> **Extrait du texte**
Pour la traduction des mots archaïques propres à la poésie d’Homère, Petruševski se sert de mots rares ou vieillis, veillant toutefois à ce que les dérogations à la langue littéraire et surtout à la syntaxe macédonienne ne soient pas trop nombreuses. 

Dans la préface de l’Iliade, Petruševski parle du maintien de la métrique dans la traduction, plus particulièrement du maintien de l’hexamètre et de la césure dans les vers en macédonien, c’est-à-dire qu’il explique l’évolution de sa méthode de traduction :« Je dois noter que, quand j’ai publié, il y a trente ans (en 1953), les premiers hexamètres macédoniens de l’Iliade d’Homère et, peu après, le premier choix de l’Iliade et de l’Odyssée en 1969 […], un nombre considérable de vers de ce premier choix de l’Iliade avaient subi de grandes transformations concernant la langue, ainsi que le rythme et le vers, c’est-à-dire la structure de l’hexamètre et surtout la disposition des césures » (L’Iliade, Préface, 1982, p. 7). 

Il serait utile de citer également les remarques critiques de Petruševski dans cette préface concernant l’adaptation des épopées homériques réalisée par le poète macédonien Grigor Prličev, « le second Homère » : « On avait de grandes attentes concernant le travail de Prličev, car c’était un excellent connaisseur du grec et il possédait lui-même, en tant que poète, un “esprit poétique”. Pourtant, dit Petruševski, le “second Homère”, l’auteur de l’Armatolos, n’a pas satisfait à ces espoirs. La critique était, à juste titre, impitoyable. Il croyait, en fait, traduire Homère en bulgare, mais la langue dans laquelle il traduisait Homère n’était pas bulgare et la “traduction” n’était pas une véritable traduction ; au contraire, c’était un remaniement d’une œuvre qui ne lui apporta que des déceptions et des ennuis […] et il a dû renoncer à ce travail ». (L’Iliade, Préface, 1982, p. 8).

> **Informations fournies**
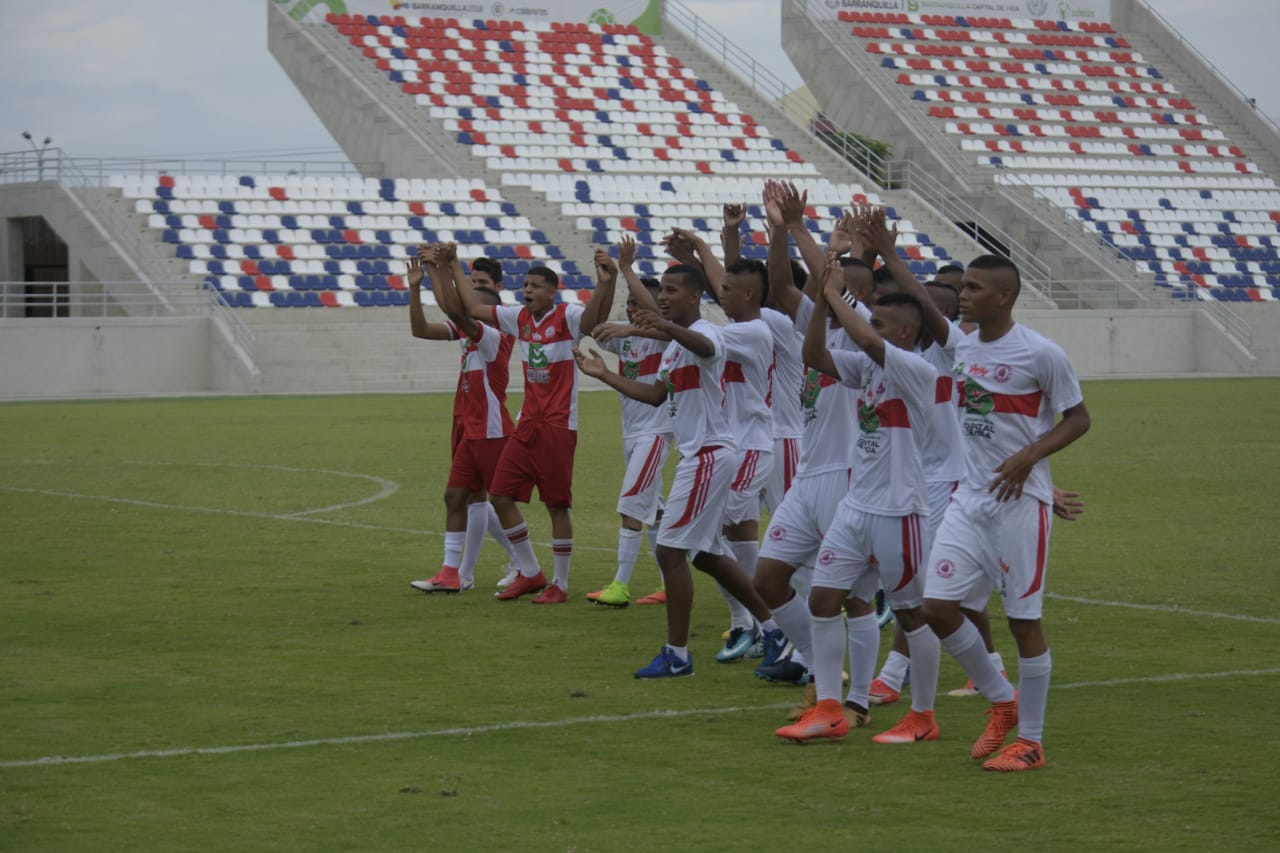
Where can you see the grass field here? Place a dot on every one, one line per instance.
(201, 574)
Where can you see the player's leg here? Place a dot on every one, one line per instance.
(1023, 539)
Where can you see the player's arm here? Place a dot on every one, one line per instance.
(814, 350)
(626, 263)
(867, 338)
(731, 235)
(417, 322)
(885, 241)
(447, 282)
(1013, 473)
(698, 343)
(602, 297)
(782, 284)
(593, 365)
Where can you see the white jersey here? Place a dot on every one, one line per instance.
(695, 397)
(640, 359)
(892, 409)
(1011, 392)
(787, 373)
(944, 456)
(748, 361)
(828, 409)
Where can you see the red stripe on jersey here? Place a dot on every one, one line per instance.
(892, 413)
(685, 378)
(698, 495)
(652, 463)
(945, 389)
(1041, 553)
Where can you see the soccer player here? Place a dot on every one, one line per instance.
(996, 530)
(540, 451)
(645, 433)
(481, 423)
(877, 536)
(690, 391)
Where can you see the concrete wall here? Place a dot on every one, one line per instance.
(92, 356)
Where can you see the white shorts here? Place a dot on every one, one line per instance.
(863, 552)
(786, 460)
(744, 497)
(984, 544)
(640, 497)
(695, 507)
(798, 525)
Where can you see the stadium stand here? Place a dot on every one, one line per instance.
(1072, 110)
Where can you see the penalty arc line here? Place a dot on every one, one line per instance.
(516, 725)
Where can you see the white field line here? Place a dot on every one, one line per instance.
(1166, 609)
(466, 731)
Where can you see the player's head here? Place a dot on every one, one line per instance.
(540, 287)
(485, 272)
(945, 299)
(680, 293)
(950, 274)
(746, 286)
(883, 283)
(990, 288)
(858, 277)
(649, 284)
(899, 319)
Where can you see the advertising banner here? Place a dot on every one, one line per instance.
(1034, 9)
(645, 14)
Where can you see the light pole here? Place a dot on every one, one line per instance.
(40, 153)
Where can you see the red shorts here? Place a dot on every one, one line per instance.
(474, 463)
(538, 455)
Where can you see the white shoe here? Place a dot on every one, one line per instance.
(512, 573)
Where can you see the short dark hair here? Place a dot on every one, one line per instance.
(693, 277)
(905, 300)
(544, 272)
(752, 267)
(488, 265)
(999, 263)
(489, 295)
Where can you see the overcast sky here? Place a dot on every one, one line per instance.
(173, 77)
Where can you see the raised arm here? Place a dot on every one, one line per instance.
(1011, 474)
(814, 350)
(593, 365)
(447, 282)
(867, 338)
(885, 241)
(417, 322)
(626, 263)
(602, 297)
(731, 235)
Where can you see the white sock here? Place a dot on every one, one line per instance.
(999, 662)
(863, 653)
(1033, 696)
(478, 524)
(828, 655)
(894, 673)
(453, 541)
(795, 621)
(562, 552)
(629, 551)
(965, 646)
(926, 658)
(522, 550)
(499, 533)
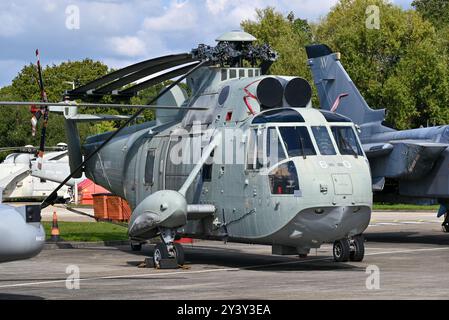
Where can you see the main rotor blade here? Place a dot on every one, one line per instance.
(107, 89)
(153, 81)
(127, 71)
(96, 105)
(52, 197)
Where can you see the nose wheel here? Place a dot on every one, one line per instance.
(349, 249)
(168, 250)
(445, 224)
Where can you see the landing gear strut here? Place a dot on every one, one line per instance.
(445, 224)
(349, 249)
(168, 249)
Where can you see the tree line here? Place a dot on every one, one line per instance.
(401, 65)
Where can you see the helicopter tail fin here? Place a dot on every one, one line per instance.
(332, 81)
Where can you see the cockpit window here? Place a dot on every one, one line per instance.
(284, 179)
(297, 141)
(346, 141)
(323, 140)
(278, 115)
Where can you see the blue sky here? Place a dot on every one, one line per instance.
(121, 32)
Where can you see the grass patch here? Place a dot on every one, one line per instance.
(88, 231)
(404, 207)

> **Consigne donnée A**
Pour chacune de ces affirmations, indiquez par oui ou par non si elle concorde avec l’extrait sur la traduction d’Homère par Petruševski, en citant mot pour mot les termes décisifs de l’extrait : (i) Petruševski a publié les premiers hexamètres macédoniens de l’Iliade en 1953 ; (ii) la critique s’est montrée indulgente envers l’adaptation de Prličev ; (iii) Petruševski s’interdit tout mot rare ou vieilli.
> **Consigne donnée B**
Mettez à l’échelle les lignes des enregistrements, depuis leur début jusqu’à celle qui contient « (1023, 539) » incluse, en les reproduisant toutes, consignes comprises, et en multipliant par 1,1 chaque coordonnée figurant dans les réponses, arrondie à l’entier le plus proche (les demis vers le haut). Ne reproduisez que ces lignes, sans les images.
Les enregistrements n’ont aucun rapport avec l’extrait.

> **Réponse complète A**
(i) Oui : « quand j’ai publié, il y a trente ans (en 1953), les premiers hexamètres macédoniens de l’Iliade d’Homère ».
(ii) Non : « La critique était, à juste titre, impitoyable. »
(iii) Non : « Petruševski se sert de mots rares ou vieillis ».

> **Réponse complète B**
Where can you see the grass field here? Place a dot on every one, one line per instance.
(221, 631)
Where can you see the player's leg here? Place a dot on every one, one line per instance.
(1125, 593)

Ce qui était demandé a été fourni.